Testo

- - - -

In questo articolo trattiamo del filosofo francese René Descartes (italianizzato come Cartesio), vissuto tra il 1596 e il 1650, iniziatore della corrente razionalista.
Indice
Biografia e opere di Cartesio
Biografia (1596-1650)
I primi anni e la formazione (1596-1619)
René Descartes, che viene italianizzato in Cartesio, nasce a La Haye, una cittadina francese della Touraine, il 31 marzo 1596, e viene educato nel collegio gesuitico di La Fléche. Si può affermare che il giovane Descartes già negli anni del collegio gesuitico sentirà l’esigenza di elaborare un metodo che fondi con certezza la conoscenza, metodo che non ravvisava nella formazione ricevuta.
All’età di 25 anni, nel 1619, ebbe, almeno stando alle sue dichiarazioni, una serie di tre sogni che lo portarono ad abbozzare nella sua mente quelle che poi saranno le regole. Proprio nel 1619 infatti – e fino al 1630, Cartesio lavorerà alla stesura delle Regulae ad directionem ingenii.
I viaggi e il Discorso sul Metodo (1620-1637)
Sono gli stessi anni della Guerra dei Trent’Anni (1618-1648) in Europa, a cui, almeno formalmente, Descartes partecipa. In realtà però il filosofo viaggia a per tutta l’Europa , avendo modo di approfondire il suo pensiero e studiare le scienze, in particolare la fisica e la matematica. Nel 1628 decide quindi di stabilirsi in Olanda, sia per la liberalità di quel Paese, sia per esser lontano dagli obblighi di corte. Qui inizierà un periodo di studio e produzione filosofica. Cartesio inizia in effetti a pensare di scrivere un trattato di metafisica ed uno di fisica. Iniziò dal secondo, che intitolerà Trattato della Luce. Descartes però decide di non pubblicare l’opera. In essa infatti il filosofo si schierava a favore della teoria copernicana, ma la contemporanea condanna di Galilei (22 giugno 1633), lo induce a desistere. O meglio: ne pubblica solo alcuni saggi estratti, sulla Diottrica, sulle Meteore e sulla Geometria. L’insieme di questi tre saggi sarà introdotta da una delle opere filosoficamente più importanti di Descartes, cioè il Discorso sul Metodo (1637).

- - - -

Righe
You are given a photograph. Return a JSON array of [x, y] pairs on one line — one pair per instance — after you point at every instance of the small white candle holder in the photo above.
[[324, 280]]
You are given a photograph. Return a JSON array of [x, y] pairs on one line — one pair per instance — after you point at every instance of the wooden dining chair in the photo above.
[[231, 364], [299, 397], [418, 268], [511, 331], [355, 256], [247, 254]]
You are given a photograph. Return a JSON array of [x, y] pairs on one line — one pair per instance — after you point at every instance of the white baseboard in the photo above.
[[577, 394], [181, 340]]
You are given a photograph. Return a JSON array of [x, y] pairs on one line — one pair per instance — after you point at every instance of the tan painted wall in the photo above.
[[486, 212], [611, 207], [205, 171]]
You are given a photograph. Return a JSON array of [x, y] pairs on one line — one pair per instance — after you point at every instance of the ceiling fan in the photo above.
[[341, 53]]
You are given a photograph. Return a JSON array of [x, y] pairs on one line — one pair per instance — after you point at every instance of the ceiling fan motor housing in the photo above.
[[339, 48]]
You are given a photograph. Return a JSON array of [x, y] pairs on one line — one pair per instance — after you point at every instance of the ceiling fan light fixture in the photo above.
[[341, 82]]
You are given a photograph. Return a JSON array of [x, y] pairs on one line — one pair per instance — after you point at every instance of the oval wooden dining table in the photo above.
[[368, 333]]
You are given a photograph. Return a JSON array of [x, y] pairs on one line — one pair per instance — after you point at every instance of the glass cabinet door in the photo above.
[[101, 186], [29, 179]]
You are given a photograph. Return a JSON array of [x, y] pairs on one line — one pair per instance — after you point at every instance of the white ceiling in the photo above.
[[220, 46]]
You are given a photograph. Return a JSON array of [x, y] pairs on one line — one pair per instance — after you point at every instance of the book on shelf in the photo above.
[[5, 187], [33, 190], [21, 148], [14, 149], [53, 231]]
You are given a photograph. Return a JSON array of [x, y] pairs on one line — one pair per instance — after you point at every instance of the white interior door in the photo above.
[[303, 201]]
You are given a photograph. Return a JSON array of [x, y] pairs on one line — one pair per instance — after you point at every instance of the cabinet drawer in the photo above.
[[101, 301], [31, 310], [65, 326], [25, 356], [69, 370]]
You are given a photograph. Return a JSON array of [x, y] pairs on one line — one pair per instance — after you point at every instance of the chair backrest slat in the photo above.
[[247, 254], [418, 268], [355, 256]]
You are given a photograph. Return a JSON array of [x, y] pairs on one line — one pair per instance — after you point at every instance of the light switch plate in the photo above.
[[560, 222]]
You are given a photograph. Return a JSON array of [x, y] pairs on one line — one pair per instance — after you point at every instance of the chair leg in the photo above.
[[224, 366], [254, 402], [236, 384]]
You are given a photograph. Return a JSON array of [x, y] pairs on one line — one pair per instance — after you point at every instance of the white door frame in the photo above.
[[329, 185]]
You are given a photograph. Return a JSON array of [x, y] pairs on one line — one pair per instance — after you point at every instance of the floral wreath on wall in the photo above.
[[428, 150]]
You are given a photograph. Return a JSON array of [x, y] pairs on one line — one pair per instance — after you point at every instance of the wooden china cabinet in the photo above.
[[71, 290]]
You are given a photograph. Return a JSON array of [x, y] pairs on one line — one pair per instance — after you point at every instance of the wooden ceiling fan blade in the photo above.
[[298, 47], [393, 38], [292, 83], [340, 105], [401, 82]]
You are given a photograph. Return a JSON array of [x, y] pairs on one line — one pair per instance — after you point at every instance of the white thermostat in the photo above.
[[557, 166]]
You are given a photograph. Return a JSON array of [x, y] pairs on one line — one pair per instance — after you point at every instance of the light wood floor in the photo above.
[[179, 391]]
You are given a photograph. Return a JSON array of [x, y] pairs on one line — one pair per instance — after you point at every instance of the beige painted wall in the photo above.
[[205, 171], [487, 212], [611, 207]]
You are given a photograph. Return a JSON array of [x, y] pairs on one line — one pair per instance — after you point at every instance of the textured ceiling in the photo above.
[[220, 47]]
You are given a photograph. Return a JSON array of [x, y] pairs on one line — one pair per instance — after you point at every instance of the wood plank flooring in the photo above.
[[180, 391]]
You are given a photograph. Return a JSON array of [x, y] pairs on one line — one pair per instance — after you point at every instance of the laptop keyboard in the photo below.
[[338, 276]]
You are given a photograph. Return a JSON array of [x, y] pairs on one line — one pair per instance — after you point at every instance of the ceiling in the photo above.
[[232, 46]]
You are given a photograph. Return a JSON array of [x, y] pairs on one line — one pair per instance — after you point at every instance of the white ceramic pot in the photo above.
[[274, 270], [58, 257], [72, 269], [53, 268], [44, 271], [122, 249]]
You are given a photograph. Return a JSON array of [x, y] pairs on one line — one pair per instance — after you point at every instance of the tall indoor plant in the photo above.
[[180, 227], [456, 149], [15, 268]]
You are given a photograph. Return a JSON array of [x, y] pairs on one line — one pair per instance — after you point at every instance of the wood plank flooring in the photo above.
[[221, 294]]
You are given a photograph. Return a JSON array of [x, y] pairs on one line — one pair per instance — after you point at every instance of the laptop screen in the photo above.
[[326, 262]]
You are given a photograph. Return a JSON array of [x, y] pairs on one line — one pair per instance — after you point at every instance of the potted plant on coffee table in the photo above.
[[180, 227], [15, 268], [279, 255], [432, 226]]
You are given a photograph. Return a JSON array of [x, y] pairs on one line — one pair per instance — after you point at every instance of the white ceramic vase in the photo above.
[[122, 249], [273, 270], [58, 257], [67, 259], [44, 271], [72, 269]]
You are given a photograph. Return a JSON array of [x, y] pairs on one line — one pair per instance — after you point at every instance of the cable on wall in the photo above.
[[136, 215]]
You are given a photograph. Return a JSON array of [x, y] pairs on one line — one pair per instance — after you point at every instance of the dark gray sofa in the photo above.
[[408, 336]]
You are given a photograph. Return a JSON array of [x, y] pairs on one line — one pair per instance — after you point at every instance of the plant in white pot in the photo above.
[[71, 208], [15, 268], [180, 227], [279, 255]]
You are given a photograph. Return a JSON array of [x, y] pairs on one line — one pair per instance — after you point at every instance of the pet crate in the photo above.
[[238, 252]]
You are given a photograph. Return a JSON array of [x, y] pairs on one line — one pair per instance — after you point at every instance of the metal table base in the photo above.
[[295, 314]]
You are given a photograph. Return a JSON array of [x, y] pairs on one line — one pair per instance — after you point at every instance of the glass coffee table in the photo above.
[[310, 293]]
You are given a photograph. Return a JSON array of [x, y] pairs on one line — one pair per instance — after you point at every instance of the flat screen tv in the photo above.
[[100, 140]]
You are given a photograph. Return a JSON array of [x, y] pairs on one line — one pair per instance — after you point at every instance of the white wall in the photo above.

- - - -

Sfida
Per favore, copia parola per parola il tratto del testo su Cartesio che va da "I primi anni" fino a "nella formazione ricevuta.".

Soluzione
I primi anni e la formazione (1596-1619)
René Descartes, che viene italianizzato in Cartesio, nasce a La Haye, una cittadina francese della Touraine, il 31 marzo 1596, e viene educato nel collegio gesuitico di La Fléche. Si può affermare che il giovane Descartes già negli anni del collegio gesuitico sentirà l’esigenza di elaborare un metodo che fondi con certezza la conoscenza, metodo che non ravvisava nella formazione ricevuta.